READING PASSAGE =>
***

In a stream, offset is about consumer progress:

  • "I have processed up to offset 1000";
  • "start from offset 1001";
  • "replay from first";
  • "attach from timestamp";
  • "start at next new message".

Different consumers can point to different offsets in the same stream. That is the source of stream fan-out power.

6.1 Offset Choices

A consumer can generally start from:

Offset specificationMeaningTypical use
firstfirst available retained messageprojection rebuild, test replay
lastlast chunktail inspection, near-latest bootstrap
nextonly future messageslive notification consumer
specific offsetexact numeric positionresume/reprocess after known point
timestampapproximate time-based attachreplay from incident time

The critical word is available. first means first message still retained, not necessarily offset 0 forever.


7. Retention Is the Stream Equivalent of Data Lifecycle

Queues are usually tuned to drain. Streams are tuned to retain.

Retention answers:

  • how much history can be replayed;
  • how much disk is required;
  • how long new consumers can be bootstrapped;
  • how far back incident investigation can go;
  • how much duplicate/replay processing must tolerate old records.

Common retention policies:

PolicyMeaningExample
age-basedretain data for time window7 days, 30 days, 90 days
size-basedretain up to byte limit500 GB
combinedwhichever boundary removes old data30 days or 1 TB

Retention is not free. It creates operational obligations:

  1. disk capacity planning;
  2. segment size planning;
  3. replica count planning;
  4. monitoring for retention truncation;
  5. consumer lag alerting relative to retention window.

7.1 The Most Important Retention Invariant

A consumer is safe only if its lag remains comfortably inside the retention window.

A stream consumer that falls behind retention can no longer resume from its stored offset because the data has been removed.

So a production stream consumer needs two lag measures:

Lag measureMeaning
offset laghow many records behind the end
retention laghow close the consumer is to the oldest retained offset/time

Offset lag tells you throughput pressure. Retention lag tells you data-loss risk for that consumer.

***

MATERIAL =>

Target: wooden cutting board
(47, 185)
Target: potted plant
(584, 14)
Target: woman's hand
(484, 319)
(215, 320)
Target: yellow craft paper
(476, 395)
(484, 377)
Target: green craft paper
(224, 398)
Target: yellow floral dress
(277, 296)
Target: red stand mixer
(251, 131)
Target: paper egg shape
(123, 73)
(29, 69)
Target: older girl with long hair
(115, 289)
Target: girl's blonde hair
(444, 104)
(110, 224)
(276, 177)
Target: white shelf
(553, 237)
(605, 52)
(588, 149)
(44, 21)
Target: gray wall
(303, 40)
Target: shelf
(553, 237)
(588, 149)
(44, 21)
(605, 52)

***

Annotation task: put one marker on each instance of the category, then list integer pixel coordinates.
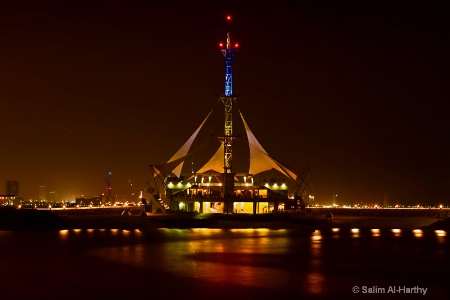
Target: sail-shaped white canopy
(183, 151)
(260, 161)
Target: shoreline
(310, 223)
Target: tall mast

***

SET TASK A => Please write out the passage on stream offsets and retention from "6.1 Offset Choices" to "offset 0 forever.".
SET TASK B => In the passage on stream offsets and retention, what does retention lag tell you?

TASK RESULT A =>
6.1 Offset Choices

A consumer can generally start from:

Offset specificationMeaningTypical use
firstfirst available retained messageprojection rebuild, test replay
lastlast chunktail inspection, near-latest bootstrap
nextonly future messageslive notification consumer
specific offsetexact numeric positionresume/reprocess after known point
timestampapproximate time-based attachreplay from incident time

The critical word is available. first means first message still retained, not necessarily offset 0 forever.

TASK RESULT B => Data-loss risk for that consumer.